*EXTRAIT DU TEXTE*
--------------------------------

Notre urbanisme s’est en effet organisé de telle façon que les plus aisés, qui habitent le centre, disposent souvent des transports en commun, d’ailleurs financés par tous ; ceux qui sont un peu
éloignés du centre prennent les transports départementaux, dont la qualité est logiquement inférieure à celle des transports urbains ; enfin, les habitants de la troisième couronne, eux, ne
disposent d’aucun transport en commun.
Or, si j’ai bien compris, madame la ministre, ce sont ces derniers qui paieront « plein pot ». Quelles seront pour eux les conséquences objectives de la taxe carbone ? On parle d’une augmentation
de 7 % ou 8 % de la facture de chauffage. Ces gens modestes, ces ouvriers, avaient applaudi à la défiscalisation des heures supplémentaires en 2007 ; ils ne comprendraient donc pas que nous
pénalisions aujourd’hui le travail – puisque c’est pour s’y rendre qu’ils utilisent le plus souvent leur voiture. Ils ne comprendraient pas davantage que ceux qui voyagent en avion, qui sont en
général plus aisés qu’eux, ne paient pas la taxe carbone, pas plus que la TIPP d’ailleurs. Il y a là deux poids, deux mesures.

--------------------------------

*À VOUS*
Répondez aux questions suivantes d'après l'extrait.
1. De quels transports en commun disposent les habitants de la troisième couronne ?
2. Quelle augmentation de la facture de chauffage est évoquée ?
3. Quelle mesure de 2007 ces gens modestes avaient-ils applaudie ?

*DONNÉES EXTRAITES*

--------------------------------

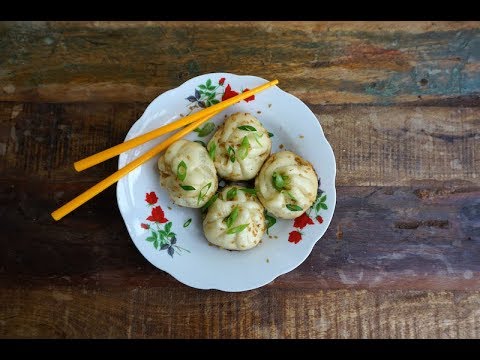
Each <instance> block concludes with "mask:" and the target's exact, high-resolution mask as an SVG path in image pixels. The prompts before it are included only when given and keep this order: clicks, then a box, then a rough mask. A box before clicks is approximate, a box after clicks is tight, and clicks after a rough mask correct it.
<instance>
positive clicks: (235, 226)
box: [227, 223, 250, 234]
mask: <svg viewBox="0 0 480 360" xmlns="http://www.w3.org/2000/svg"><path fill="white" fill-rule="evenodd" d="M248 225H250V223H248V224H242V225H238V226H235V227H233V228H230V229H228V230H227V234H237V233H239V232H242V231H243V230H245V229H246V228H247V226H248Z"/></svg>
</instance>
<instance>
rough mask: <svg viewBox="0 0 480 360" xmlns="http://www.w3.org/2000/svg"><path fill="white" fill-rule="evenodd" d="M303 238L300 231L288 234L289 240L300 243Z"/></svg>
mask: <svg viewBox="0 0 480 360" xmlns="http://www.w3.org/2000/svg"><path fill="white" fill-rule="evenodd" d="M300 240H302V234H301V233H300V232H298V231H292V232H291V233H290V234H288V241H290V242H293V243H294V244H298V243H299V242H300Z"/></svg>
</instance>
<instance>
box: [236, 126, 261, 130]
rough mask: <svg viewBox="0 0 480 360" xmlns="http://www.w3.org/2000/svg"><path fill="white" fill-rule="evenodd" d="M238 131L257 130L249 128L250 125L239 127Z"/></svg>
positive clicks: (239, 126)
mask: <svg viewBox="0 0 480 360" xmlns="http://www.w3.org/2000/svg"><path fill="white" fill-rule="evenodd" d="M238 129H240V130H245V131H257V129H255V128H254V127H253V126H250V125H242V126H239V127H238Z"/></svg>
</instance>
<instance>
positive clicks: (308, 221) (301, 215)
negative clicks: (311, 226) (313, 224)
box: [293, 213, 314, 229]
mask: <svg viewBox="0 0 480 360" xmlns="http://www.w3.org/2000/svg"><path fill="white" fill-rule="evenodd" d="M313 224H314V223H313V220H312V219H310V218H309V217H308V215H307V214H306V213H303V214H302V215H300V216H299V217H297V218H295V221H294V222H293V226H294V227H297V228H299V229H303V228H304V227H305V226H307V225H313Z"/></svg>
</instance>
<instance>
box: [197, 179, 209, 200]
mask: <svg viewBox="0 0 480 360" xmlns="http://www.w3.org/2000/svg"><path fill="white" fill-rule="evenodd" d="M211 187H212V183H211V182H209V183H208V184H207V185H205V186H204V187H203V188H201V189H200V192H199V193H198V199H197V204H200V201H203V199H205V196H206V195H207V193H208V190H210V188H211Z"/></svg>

--------------------------------

*CORRIGÉ DE L'EXERCICE*
1. Ils ne disposent d'aucun transport en commun.
2. Une augmentation de 7 % ou 8 %.
3. La défiscalisation des heures supplémentaires.